<<<<

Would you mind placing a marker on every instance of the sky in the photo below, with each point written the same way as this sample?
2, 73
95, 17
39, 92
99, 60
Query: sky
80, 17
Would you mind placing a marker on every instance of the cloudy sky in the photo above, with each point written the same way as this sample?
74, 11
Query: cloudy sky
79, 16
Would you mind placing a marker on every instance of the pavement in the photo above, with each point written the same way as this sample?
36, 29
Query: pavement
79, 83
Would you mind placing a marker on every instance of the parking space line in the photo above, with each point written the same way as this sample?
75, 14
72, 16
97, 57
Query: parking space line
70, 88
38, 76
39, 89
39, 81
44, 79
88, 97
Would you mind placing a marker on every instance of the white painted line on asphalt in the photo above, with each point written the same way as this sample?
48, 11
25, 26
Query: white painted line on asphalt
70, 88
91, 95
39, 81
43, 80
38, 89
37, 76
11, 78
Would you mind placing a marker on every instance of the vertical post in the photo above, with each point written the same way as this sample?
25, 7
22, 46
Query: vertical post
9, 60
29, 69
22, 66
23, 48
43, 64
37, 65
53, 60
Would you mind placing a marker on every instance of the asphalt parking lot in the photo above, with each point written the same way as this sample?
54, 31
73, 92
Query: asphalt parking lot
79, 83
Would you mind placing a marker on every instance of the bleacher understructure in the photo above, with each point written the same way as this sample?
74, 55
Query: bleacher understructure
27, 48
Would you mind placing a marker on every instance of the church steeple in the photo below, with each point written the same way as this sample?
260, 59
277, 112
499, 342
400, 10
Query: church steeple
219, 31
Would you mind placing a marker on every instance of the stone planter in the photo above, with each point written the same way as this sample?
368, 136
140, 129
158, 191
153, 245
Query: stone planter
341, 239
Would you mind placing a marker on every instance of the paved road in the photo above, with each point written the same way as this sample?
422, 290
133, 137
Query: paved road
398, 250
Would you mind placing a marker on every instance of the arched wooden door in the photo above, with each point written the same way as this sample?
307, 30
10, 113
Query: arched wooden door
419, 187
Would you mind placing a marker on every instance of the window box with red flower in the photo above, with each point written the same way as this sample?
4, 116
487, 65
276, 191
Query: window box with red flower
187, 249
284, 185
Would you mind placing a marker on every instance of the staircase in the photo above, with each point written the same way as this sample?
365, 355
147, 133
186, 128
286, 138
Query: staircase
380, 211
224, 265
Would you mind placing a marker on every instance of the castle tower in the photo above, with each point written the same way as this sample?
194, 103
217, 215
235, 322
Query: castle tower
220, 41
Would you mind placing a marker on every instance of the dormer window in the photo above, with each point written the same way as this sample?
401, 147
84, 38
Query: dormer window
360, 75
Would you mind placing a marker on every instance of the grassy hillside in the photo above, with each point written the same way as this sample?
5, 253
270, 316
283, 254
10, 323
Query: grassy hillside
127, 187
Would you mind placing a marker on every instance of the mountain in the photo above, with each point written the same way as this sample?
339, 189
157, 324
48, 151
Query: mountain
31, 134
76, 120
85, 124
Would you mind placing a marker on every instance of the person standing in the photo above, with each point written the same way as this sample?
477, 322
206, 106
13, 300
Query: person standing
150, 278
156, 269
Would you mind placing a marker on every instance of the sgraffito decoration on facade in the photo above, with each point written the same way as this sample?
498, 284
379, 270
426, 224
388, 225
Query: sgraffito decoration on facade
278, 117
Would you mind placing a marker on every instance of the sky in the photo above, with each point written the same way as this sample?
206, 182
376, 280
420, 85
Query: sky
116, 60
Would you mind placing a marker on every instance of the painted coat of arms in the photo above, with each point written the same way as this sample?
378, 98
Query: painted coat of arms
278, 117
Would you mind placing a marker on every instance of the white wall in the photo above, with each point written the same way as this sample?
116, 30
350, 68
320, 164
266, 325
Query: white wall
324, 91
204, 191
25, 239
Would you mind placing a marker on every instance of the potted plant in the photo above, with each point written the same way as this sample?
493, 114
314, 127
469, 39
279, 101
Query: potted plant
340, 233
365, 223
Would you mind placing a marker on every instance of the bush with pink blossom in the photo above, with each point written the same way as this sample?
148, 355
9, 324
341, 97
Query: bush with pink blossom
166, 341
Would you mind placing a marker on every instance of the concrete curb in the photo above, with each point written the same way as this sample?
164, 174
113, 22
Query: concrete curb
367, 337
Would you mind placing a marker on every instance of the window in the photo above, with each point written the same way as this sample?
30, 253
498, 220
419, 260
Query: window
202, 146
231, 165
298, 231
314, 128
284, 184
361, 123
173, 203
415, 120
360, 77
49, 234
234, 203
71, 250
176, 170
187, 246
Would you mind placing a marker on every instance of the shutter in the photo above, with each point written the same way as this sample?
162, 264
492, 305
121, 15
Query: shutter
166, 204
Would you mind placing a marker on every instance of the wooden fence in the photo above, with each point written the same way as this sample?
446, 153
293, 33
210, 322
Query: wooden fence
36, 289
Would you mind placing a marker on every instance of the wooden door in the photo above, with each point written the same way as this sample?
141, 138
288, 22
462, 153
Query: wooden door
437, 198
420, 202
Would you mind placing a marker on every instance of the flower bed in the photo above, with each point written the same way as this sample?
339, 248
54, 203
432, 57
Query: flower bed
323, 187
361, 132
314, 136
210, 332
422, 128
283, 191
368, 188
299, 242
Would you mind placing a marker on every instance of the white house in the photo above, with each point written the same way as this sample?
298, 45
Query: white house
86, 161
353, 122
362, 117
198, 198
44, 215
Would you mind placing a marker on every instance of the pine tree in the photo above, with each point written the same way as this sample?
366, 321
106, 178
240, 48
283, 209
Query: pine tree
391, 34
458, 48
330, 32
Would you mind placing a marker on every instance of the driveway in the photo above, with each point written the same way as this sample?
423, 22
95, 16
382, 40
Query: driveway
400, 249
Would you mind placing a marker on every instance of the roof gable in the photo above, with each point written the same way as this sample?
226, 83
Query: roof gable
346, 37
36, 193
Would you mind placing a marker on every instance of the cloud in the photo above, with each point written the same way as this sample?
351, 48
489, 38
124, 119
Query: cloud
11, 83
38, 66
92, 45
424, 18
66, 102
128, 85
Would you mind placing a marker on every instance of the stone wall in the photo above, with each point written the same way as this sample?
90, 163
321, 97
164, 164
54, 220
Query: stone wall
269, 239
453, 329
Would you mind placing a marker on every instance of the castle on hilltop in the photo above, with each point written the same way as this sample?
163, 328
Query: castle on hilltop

>>>>

> **Problem to work on**
Extract the listing in its entirety, matching it exactly.

> **Solution for this problem**
Would you mind placing a marker on every instance of the sky in the photo below, with each point written the same way as this sample?
2, 73
95, 17
39, 92
99, 60
Query: sky
80, 17
Would you mind placing a marker on every instance of the cloudy sky in the photo above, with each point written the same way as this sample?
74, 11
Query: cloudy sky
79, 16
Would you mind placing a marker on every instance of the pavement in the photo above, with each point written the same way as this sample?
36, 29
Query: pavement
79, 83
Would you mind placing a marker on every instance of the parking space line in the photo above, with each point written the same way as this sample?
75, 14
72, 16
97, 57
Query: parking space line
70, 88
38, 76
39, 89
39, 81
44, 79
88, 97
Would you mind placing a marker on every instance of the white painted line on asphalt in the photo above, with each point written the same way as this sample?
48, 11
25, 26
Query: white painted line on asphalt
70, 88
91, 95
39, 81
43, 80
38, 89
37, 76
11, 78
Would you mind placing a marker on every instance of the vertical post in the photo above, with each point written the same way as this sample?
25, 7
22, 46
Query: vertical post
9, 60
29, 69
22, 66
23, 48
43, 64
37, 65
53, 60
Would you mind placing a marker on every instance of the asphalt parking lot in the photo above, with each point written the same way as this sample?
54, 31
73, 92
Query: asphalt parking lot
79, 83
Would you mind placing a marker on every instance of the bleacher understructure in the photo above, with each point written the same way as this sample?
74, 55
Query: bleacher understructure
27, 48
Would you mind placing a marker on every instance of the church steeple in the photo below, with each point written the same way as this sample?
260, 59
277, 112
499, 342
400, 10
Query: church steeple
219, 31
Would you mind placing a marker on every instance of the stone planter in the photo above, with each point written the same way as this sample?
368, 136
140, 129
158, 191
153, 245
Query: stone planter
341, 239
Would you mind placing a marker on every instance of the paved road in the photo above, with each point written the same way as this sample?
422, 290
133, 137
Query: paved road
398, 250
Would you mind placing a marker on every instance of the arched wooden door in the photo above, with each point written the same way as this sample?
307, 30
10, 113
Query: arched wooden door
419, 187
Would you mind placing a marker on every instance of the window box with red flower in the photo above, with each point written the same way as this sample?
4, 116
487, 65
276, 191
Query: window box with red flower
187, 249
284, 185
Would you mind placing a marker on every instance of the staircase in the photo above, with each point written the same way as this sample?
365, 355
147, 133
186, 128
286, 138
Query: staircase
380, 211
224, 265
Would you mind placing a marker on every instance of the castle tower in the photo above, with each point written the same way as this sample?
194, 103
217, 215
235, 322
Query: castle tower
220, 41
Would you mind placing a marker on every instance of the dormer window in the photo above, with each point written the same way as this sample?
401, 147
84, 38
Query: dormer window
360, 75
Would you mind placing a marker on every instance of the grassy hillside in the photo above, with each point written the same way as this sample?
5, 253
270, 316
283, 254
10, 323
Query: grassy hillside
127, 187
Would you mind placing a marker on every instance of the mountain in the photo above, with each point written the same way as this sample?
339, 189
157, 324
48, 151
Query: mountain
31, 134
76, 120
85, 124
Would you mind placing a marker on every instance of the person standing in the photo above, with each point written the same way as this sample?
477, 322
206, 106
13, 300
Query: person standing
150, 278
156, 269
Would you mind placing a marker on every instance of the sgraffito decoration on facade in the photo above, with each point written the same way as this sample?
498, 284
379, 270
426, 224
388, 225
Query: sgraffito decoration on facade
278, 117
Would you mind placing a marker on every instance of the sky in the photo above, with each point written the same way as this sample?
206, 182
376, 280
420, 85
Query: sky
116, 60
Would you mind placing a marker on every instance of the painted coat of arms in the photo above, with each point written the same way as this sample?
378, 98
Query: painted coat of arms
278, 117
Would you mind placing a marker on every instance of the white wall in the photo above, with each point written the same way as this sample?
116, 30
350, 68
320, 164
266, 325
Query: white wall
324, 91
204, 191
25, 239
Would you mind placing a marker on every instance of the potted plant in the photo above, with each point written the same way as this sample?
493, 114
314, 127
469, 39
279, 101
Query: potted plant
340, 233
365, 223
Would you mind placing a marker on every instance of the bush with pink blossom in the photo above, with each point written the same way as this sample?
148, 355
9, 324
341, 97
Query: bush with pink blossom
166, 341
Would you mind placing a marker on every instance of the concrete curb in the photo above, with each point written the same way as this sample?
164, 174
113, 22
Query: concrete curb
367, 337
Would you mind placing a marker on every instance of the window in the photo above, with each point written the same way as this sample?
30, 253
498, 220
419, 260
Query: window
202, 146
231, 165
298, 231
314, 128
284, 184
361, 123
173, 203
415, 120
360, 77
49, 234
234, 203
71, 250
176, 170
187, 246
Would you mind placing a marker on every instance of the shutter in the photo above, with each point written the same way as this sample?
162, 264
492, 305
121, 15
Query: shutter
166, 204
Would you mind placing a marker on every instance of the wooden fence in the photo above, with each point written the same way as this sample?
446, 153
293, 33
210, 322
Query: wooden fence
36, 289
Would you mind placing a marker on every instance of the wooden door in the photo above, with each point written the same way as this sample?
141, 138
288, 22
462, 153
Query: wooden door
437, 198
420, 202
Would you mind placing a marker on every instance of the flower bed in the photo above, with each point written the same way as this sample?
339, 248
54, 203
432, 57
Query: flower bed
323, 187
361, 132
314, 136
210, 332
422, 128
283, 191
368, 188
299, 242
Would you mind placing a marker on every instance of the white house in the photo above, with each point written the same way as this sample?
298, 45
Query: white house
86, 161
353, 122
362, 117
198, 198
44, 215
Would you mind placing a marker on every instance of the pine tree in the photo above, with each point written the same way as this sample?
366, 321
106, 178
240, 48
283, 209
Query: pine tree
391, 34
458, 48
330, 32
Would you mind placing a marker on every instance of the driveway in the photo above, with each point written the same way as this sample?
423, 22
95, 16
382, 40
Query: driveway
400, 249
Would you mind placing a marker on every instance of the roof gable in the photo above, with each point written the same way as this sample?
226, 83
Query: roof gable
346, 37
36, 193
Would you mind placing a marker on every instance of the cloud in the photo above, with each point written the same way as this sample?
351, 48
489, 38
124, 119
Query: cloud
11, 83
38, 66
92, 45
424, 18
66, 102
128, 85
Would you mind placing a marker on every instance of the stone wall in the photo above, with each point written the same way as this sample?
90, 163
321, 97
164, 164
54, 220
Query: stone wall
269, 239
453, 329
Would you mind placing a marker on every instance of the castle on hilltop in the photo above, with each point written the same way as this sample?
163, 328
Query: castle on hilltop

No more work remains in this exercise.